• Requirement: Could you extract every entry below and reproduce it exactly?

• Record excerpts:
-- BEGIN --
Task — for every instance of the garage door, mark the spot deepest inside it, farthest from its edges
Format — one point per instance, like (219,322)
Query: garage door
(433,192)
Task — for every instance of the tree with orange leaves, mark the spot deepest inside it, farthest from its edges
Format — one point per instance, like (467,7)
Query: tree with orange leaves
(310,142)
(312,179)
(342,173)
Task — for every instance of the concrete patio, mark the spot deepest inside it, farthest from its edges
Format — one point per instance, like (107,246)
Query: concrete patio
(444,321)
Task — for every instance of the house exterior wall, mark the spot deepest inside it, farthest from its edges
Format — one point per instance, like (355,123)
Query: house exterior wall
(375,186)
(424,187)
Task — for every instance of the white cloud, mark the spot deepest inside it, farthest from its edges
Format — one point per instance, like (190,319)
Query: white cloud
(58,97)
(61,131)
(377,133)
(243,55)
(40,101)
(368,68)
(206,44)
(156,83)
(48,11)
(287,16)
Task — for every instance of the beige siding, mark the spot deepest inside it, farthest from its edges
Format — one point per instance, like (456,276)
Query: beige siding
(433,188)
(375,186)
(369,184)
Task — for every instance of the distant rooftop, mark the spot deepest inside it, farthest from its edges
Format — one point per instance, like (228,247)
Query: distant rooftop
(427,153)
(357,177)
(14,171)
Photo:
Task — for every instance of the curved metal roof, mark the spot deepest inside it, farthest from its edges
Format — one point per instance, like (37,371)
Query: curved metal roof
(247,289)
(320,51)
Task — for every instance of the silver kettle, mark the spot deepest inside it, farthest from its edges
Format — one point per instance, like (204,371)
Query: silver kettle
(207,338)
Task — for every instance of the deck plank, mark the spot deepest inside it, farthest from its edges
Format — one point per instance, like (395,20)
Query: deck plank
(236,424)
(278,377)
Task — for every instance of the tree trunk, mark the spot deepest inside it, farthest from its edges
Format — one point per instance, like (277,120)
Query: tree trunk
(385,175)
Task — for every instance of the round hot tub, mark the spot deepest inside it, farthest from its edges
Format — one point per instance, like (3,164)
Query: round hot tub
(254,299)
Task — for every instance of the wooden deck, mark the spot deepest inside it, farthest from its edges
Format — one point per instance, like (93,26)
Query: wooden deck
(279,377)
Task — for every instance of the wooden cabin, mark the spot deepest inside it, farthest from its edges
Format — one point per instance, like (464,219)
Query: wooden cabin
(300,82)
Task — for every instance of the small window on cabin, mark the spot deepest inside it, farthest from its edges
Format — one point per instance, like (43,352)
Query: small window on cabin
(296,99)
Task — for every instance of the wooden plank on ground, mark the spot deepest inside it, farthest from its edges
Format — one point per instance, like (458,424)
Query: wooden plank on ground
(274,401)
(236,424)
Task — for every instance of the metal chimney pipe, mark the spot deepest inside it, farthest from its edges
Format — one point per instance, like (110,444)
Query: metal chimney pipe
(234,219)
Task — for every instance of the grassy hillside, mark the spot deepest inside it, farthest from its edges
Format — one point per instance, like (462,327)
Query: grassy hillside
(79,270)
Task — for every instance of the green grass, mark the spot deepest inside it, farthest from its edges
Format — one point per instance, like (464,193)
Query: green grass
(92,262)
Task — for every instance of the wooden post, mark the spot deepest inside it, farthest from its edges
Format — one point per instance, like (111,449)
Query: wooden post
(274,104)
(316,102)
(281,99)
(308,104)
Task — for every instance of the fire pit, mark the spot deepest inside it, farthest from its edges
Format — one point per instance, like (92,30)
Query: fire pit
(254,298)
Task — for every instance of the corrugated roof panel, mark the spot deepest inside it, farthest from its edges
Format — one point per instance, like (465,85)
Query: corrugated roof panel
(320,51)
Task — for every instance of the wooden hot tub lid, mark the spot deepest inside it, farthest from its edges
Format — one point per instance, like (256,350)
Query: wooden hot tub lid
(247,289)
-- END --
• Finished exercise:
Task — for every instance of the garage door, mark the spot deepest inside it, farthest from its edges
Format — one point per instance, like (219,322)
Query: garage door
(433,192)
Task — for every instance of the tree with orange leaves, mark the spot deepest inside it, farthest from its edges
Format — one point per instance, like (467,7)
Query: tree with orange leaves
(310,142)
(312,179)
(342,173)
Task — for every instance of the concrete patio, mark the spot deepest inside it, farthest from its edges
Format — one point per instance, like (107,246)
Query: concrete patio
(444,321)
Task — for every instance of the house exterior wall, mark the spot deepest inside it, farthest from its edges
Format — one point per instance, like (355,123)
Query: house exterior wall
(375,186)
(424,187)
Task — for every instance of the white cloud, mark the spot deepest inside it, farthest from its edges
Format — one point per instance, like (190,319)
Query: white cloud
(58,97)
(61,131)
(377,133)
(243,55)
(40,101)
(368,68)
(206,44)
(156,83)
(48,11)
(287,16)
Task — for every instance of the beige siding, mark the spot deepest inside it, farthest from its edges
Format — one point per instance, like (456,276)
Query: beige siding
(433,188)
(375,186)
(369,184)
Task — for every instance of the distant rooftop, mark the spot deepest inside it, farthest from its edges
Format — one point per instance, like (228,247)
Query: distant rooftop
(427,153)
(357,177)
(14,171)
Photo:
Task — for every instance of the curved metal roof, mark the spot deepest inside it, farthest from its edges
Format — one point per instance, like (37,371)
Query: curved metal roof
(247,289)
(320,51)
Task — for every instance of the silver kettle, mark the spot deepest inside it, farthest from its edges
Format — one point per instance, like (204,371)
Query: silver kettle
(207,338)
Task — for every instance of the deck plank, mark the spot deepest inside it, farthest from its edges
Format — one point per instance, like (395,20)
Query: deck plank
(236,424)
(278,377)
Task — for every instance of the tree trunk, mark the spot deepest inside it, farthest from its edges
Format — one point per instance, like (277,120)
Query: tree trunk
(385,175)
Task — for every instance of the round hot tub, mark the spot deepest inside it, farthest from its edges
Format — one point per instance, like (3,164)
Query: round hot tub
(254,299)
Task — for every instance of the wooden deck, mark the spot deepest inside it, farthest from its edges
Format — one point per instance, like (93,26)
Query: wooden deck
(279,377)
Task — for every instance of the wooden cabin, mark the spot deepest inside it, farthest from its edges
Format — one point per instance, like (464,219)
Query: wooden cabin
(300,82)
Task — for every instance of the small window on cabin, mark the spot deepest inside it, farthest from its edges
Format — one point per instance, like (43,352)
Query: small window on cabin
(296,99)
Task — for every instance of the wooden plank on ground, mark the spot deepest inside it, farthest from its edges
Format — one point per instance, like (458,424)
Query: wooden plank on ground
(274,401)
(236,424)
Task — for every instance of the metal chimney pipe, mark the spot deepest inside it, farthest from its edges
Format — one point per instance, like (110,444)
Query: metal chimney pipe
(234,219)
Task — for every instance of the grassy hillside, mark the spot deepest inside it, farthest from its edges
Format — one point per instance, like (462,327)
Query: grassy hillside
(79,270)
Task — for every instance of the green grass, mark the spot deepest inside it, farthest from its edges
Format — one point per instance, like (464,193)
Query: green grass
(92,262)
Task — for every instance of the wooden post, mark the spot deepest inside it, farthest from its edges
Format — one point per instance, like (111,449)
Query: wooden post
(274,104)
(316,102)
(281,99)
(308,104)
Task — for every instance of the fire pit, mark the spot deepest inside it, farthest from its edges
Format — one point per instance, like (92,30)
Query: fire pit
(254,298)
Task — for every instance of the corrugated roof panel, mark the spot deepest inside it, farthest from its edges
Format — one point per instance, like (465,85)
Query: corrugated roof panel
(320,51)
Task — for every instance of the wooden hot tub lid, mark the spot deepest inside it, farthest from its edges
Format — one point per instance, like (256,350)
Query: wooden hot tub lid
(247,289)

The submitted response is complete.